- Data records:
□ □ □ □ □
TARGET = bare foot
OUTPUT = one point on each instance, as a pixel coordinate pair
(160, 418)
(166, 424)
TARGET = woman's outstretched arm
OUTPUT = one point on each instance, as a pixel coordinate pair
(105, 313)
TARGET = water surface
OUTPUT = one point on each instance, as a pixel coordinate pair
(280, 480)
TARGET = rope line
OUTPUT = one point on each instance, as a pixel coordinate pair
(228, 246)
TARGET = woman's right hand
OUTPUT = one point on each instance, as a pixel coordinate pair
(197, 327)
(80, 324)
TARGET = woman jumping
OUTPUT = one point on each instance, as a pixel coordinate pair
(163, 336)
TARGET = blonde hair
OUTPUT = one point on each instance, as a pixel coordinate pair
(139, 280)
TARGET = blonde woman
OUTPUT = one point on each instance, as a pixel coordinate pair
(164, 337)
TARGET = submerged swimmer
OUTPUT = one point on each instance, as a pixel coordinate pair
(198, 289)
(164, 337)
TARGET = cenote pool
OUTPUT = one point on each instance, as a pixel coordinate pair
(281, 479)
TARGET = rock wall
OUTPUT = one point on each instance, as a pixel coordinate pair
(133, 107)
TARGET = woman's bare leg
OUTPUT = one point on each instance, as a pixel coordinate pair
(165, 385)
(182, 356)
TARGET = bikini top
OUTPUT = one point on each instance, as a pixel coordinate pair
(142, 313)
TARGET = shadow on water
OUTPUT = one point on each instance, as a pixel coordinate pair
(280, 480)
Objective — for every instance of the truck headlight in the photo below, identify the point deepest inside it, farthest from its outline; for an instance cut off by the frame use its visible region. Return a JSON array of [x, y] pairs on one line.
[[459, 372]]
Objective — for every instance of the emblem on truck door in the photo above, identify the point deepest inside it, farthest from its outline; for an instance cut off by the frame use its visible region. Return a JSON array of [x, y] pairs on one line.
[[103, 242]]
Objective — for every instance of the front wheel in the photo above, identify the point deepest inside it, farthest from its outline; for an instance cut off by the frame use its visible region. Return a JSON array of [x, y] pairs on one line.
□ □ □ □ □
- EXERCISE:
Extract every line above that contains the word "water".

- REPLY:
TARGET = water surface
TARGET = shadow on water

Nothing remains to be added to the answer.